··· DATA TO USE
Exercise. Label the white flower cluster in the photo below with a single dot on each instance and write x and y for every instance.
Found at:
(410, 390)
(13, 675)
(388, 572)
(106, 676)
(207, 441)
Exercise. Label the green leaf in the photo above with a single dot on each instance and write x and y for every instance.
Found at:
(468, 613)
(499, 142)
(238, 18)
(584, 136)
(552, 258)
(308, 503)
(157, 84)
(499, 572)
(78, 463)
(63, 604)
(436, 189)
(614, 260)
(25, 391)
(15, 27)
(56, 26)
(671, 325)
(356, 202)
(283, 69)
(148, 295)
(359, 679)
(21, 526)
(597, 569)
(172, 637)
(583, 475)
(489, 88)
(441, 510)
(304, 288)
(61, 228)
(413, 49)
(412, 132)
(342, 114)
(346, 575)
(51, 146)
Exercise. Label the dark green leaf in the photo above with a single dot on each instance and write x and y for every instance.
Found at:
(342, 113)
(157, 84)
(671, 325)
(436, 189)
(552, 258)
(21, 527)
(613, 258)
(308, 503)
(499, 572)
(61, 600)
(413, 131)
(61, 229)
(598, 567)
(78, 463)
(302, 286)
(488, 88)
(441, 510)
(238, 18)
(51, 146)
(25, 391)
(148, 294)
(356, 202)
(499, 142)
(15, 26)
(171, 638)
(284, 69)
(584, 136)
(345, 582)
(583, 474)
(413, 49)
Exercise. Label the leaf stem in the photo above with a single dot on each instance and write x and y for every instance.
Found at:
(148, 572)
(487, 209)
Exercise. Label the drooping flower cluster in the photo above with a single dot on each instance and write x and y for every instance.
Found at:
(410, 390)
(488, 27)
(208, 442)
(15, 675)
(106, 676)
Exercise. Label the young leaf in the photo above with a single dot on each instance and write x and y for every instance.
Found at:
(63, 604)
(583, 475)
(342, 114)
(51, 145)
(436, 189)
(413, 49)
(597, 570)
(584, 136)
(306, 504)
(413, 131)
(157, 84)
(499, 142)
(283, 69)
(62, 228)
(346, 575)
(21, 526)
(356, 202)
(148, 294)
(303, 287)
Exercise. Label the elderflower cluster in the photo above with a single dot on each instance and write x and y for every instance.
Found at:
······
◆ WHAT YOU SHOULD DO: Reproduce exactly what appears from the line containing "Exercise. Label the green" down to the final line of the data.

◆ TASK RESULT:
Exercise. Label the green leaf in the photo above with a single dot on each instance and write x and y for every instance.
Found at:
(468, 613)
(499, 142)
(238, 18)
(584, 136)
(552, 258)
(308, 503)
(157, 84)
(499, 572)
(78, 463)
(63, 604)
(436, 189)
(614, 260)
(25, 391)
(15, 27)
(56, 26)
(671, 325)
(356, 202)
(283, 69)
(148, 295)
(359, 679)
(21, 526)
(597, 569)
(172, 637)
(583, 475)
(489, 88)
(441, 510)
(304, 288)
(61, 228)
(413, 49)
(412, 132)
(342, 114)
(346, 575)
(51, 146)
Exercise. Label the dark green leaf in the photo above with a single dot on each instance and write x and y for every instance.
Found at:
(342, 113)
(157, 84)
(671, 325)
(436, 189)
(552, 258)
(21, 527)
(613, 258)
(308, 503)
(499, 572)
(61, 600)
(413, 131)
(61, 229)
(598, 567)
(78, 463)
(302, 286)
(488, 88)
(441, 510)
(238, 18)
(51, 146)
(25, 391)
(148, 294)
(356, 202)
(499, 142)
(15, 26)
(171, 638)
(284, 69)
(584, 136)
(345, 582)
(583, 474)
(413, 49)
Exercise. Label the leaf stem in the photo above with a single dot on each instance and write x and y for every instance.
Found at:
(148, 572)
(487, 209)
Exercise. Label the drooping flower cluster in the photo above with a single dot on each instance and write x and y for every instance.
Found at:
(410, 390)
(488, 27)
(208, 442)
(15, 675)
(106, 676)
Exercise. Label the young leaf in the photo above with a single dot on each instance and write x and y for every instance.
Found at:
(63, 604)
(583, 475)
(342, 114)
(51, 145)
(436, 189)
(413, 49)
(597, 570)
(584, 136)
(306, 504)
(413, 131)
(157, 84)
(499, 142)
(283, 69)
(62, 228)
(346, 575)
(21, 526)
(356, 202)
(148, 294)
(303, 287)
Exercise. Label the elderflower cluster in the photo above with a single dot on each instance and write x and y for every instance.
Found at:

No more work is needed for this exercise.